- _Your goal_: Please copy exactly the lines that begin with the one containing "Confirm every instance of the metal" and end with the last line of the entries.

- _Provided entries_:

☆ ☆ ☆ ☆

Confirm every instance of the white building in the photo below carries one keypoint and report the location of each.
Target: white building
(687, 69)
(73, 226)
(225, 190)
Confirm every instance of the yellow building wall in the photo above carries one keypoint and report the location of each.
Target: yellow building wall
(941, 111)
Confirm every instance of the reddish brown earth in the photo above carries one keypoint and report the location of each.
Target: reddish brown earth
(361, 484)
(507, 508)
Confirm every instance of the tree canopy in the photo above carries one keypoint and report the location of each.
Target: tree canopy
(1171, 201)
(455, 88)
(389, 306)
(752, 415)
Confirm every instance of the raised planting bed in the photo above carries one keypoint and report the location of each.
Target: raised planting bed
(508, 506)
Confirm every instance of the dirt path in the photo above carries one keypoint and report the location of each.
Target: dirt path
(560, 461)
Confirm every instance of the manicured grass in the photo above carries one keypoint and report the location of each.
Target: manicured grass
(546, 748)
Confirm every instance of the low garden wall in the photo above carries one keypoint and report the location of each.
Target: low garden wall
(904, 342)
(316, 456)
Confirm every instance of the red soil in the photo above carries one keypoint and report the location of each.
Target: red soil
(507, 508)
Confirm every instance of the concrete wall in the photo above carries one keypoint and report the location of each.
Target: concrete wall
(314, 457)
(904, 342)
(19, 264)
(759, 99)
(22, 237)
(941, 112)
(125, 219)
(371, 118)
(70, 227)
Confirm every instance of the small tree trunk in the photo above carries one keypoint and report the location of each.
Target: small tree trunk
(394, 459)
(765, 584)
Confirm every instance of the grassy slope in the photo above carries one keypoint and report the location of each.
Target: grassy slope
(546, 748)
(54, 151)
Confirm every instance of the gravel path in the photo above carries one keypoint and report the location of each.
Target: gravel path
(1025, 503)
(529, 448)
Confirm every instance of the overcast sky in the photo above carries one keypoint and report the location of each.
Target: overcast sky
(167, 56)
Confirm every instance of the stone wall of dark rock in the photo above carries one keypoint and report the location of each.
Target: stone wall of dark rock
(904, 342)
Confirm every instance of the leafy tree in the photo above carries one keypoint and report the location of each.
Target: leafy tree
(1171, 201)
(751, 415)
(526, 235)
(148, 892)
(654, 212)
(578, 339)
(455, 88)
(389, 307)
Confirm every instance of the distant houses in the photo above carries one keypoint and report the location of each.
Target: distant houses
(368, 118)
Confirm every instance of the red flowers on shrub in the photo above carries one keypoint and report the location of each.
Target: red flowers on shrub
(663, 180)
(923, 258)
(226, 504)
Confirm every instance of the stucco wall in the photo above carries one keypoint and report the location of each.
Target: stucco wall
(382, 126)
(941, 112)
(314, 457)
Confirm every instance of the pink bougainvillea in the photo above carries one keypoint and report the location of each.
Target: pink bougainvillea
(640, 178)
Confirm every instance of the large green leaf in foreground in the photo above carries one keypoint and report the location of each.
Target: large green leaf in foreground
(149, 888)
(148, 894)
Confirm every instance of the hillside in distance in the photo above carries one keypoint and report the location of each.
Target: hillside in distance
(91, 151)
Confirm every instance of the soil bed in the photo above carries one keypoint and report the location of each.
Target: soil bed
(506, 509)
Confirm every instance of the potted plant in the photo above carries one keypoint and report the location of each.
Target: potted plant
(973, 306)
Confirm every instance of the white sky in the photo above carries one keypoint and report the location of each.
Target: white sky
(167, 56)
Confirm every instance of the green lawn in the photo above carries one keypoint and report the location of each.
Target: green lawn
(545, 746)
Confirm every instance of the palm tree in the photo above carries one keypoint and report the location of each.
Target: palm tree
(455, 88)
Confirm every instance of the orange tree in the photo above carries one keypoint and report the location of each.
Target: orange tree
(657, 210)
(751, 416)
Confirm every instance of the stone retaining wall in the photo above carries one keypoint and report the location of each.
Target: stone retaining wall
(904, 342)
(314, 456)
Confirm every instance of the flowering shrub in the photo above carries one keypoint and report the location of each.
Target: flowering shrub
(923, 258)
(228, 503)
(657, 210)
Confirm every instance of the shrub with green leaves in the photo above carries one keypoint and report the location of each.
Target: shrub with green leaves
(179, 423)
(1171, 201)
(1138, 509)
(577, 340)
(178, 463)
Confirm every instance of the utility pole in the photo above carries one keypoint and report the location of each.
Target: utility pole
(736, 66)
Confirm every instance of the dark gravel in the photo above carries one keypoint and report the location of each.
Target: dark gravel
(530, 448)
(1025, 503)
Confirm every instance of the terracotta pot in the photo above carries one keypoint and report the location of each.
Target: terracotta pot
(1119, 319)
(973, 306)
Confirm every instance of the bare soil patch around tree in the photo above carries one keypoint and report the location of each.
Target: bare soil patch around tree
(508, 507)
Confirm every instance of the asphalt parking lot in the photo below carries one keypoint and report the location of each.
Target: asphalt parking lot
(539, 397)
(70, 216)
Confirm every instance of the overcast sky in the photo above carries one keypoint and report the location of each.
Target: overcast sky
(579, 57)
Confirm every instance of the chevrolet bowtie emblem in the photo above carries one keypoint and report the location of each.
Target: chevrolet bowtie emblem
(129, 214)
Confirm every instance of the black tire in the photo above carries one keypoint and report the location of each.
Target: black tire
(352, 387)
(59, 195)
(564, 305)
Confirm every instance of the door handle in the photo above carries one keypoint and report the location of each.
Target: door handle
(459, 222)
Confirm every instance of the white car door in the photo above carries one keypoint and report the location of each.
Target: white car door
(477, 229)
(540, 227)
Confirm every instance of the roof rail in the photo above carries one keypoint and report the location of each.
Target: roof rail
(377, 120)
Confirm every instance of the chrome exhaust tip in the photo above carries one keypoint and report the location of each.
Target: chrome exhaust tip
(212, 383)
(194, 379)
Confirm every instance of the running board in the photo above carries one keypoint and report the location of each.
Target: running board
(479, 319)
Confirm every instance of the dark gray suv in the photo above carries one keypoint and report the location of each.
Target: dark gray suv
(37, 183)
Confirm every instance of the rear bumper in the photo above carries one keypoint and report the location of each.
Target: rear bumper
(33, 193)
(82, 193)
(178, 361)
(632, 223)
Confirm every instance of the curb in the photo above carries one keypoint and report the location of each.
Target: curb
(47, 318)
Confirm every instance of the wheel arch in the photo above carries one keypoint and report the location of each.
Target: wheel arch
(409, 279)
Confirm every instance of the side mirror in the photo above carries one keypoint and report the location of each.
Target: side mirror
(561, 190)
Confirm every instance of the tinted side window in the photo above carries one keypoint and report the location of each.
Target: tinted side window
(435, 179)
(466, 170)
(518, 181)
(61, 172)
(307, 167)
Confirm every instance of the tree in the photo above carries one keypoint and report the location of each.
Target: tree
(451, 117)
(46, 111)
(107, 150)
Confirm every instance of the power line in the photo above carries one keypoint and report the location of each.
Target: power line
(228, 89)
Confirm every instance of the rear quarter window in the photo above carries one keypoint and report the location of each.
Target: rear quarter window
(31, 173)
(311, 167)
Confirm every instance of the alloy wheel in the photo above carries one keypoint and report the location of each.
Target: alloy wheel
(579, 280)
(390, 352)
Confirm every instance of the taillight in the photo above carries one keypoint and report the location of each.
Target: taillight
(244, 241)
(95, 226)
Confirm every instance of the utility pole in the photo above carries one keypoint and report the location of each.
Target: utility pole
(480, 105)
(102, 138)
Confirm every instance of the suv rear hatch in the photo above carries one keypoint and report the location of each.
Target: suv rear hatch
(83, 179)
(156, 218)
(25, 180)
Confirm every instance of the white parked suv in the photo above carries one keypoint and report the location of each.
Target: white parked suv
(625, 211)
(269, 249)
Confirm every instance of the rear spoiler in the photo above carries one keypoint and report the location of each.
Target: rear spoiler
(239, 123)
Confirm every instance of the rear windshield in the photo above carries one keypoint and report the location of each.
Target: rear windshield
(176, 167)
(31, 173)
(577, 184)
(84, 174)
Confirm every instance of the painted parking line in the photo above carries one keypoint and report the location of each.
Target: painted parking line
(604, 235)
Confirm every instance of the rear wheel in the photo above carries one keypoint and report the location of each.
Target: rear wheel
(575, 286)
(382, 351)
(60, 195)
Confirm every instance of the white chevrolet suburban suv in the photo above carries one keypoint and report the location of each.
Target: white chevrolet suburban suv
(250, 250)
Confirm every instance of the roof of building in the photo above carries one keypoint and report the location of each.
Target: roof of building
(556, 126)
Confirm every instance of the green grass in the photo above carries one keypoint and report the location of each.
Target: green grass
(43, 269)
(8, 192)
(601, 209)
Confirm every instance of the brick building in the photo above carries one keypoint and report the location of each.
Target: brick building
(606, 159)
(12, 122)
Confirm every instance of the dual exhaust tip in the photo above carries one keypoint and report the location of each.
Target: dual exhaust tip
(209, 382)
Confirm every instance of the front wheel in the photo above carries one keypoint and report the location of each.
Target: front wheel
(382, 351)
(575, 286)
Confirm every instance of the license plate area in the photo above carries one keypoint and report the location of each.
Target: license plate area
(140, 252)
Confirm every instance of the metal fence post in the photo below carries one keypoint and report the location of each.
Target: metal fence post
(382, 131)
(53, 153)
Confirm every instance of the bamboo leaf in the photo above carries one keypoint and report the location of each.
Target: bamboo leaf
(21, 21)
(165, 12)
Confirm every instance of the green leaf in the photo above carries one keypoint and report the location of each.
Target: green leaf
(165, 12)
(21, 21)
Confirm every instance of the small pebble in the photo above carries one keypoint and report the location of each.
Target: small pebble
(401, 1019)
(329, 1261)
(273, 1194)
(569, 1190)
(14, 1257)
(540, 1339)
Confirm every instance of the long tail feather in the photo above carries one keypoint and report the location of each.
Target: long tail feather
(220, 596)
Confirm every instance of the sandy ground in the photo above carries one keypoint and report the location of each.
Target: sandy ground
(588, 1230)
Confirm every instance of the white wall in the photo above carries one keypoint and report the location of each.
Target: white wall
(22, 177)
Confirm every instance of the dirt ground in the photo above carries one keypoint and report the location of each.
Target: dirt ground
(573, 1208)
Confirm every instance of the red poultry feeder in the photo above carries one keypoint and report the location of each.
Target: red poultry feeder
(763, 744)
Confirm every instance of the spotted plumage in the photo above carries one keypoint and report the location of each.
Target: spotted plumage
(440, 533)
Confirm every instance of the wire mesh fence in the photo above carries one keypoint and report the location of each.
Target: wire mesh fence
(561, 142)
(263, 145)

☆ ☆ ☆ ☆

- _Output for this exercise_:
Confirm every instance of the metal fence post in the photo below carries one keypoint and report the location of each.
Target: metal fence post
(382, 131)
(53, 153)
Confirm every instance of the bamboo leaf in the photo above carries one keypoint and report the location of each.
Target: bamboo leaf
(21, 21)
(165, 12)
Confirm every instance of the green leaf in the photo above carries one keypoint and report the location of each.
Target: green leaf
(165, 12)
(21, 21)
Confirm every instance of the small pebble in the photo above carries one keypoint and report the location of each.
Target: small pebble
(401, 1019)
(329, 1261)
(273, 1194)
(569, 1190)
(14, 1257)
(540, 1339)
Confirm every instance of the long tail feather in the photo above carries one keypoint and report the location of each.
Target: long tail feather
(220, 596)
Confirm every instance of the sandy ground in the photo above carries one keypoint and report the location of each.
Target: sandy ground
(588, 1230)
Confirm every instance of the white wall in the photo above carries one keypoint and report the location of each.
Target: white wall
(22, 177)
Confirm every instance of the dirt ground in the photo above carries one keypoint and report the location of each.
Target: dirt ground
(573, 1208)
Confirm every instance of the red poultry feeder in the photo above carries one keypoint and report the location of each.
Target: red poultry feeder
(763, 744)
Confirm every instance of the spotted plumage in the photo above carries one keypoint and report the location of each.
Target: spotted plumage
(440, 533)
Confirm every instance of the wire mesh fence in the photo above carries one keypoint and report the location of each.
Target: wire mesh fence
(561, 142)
(263, 145)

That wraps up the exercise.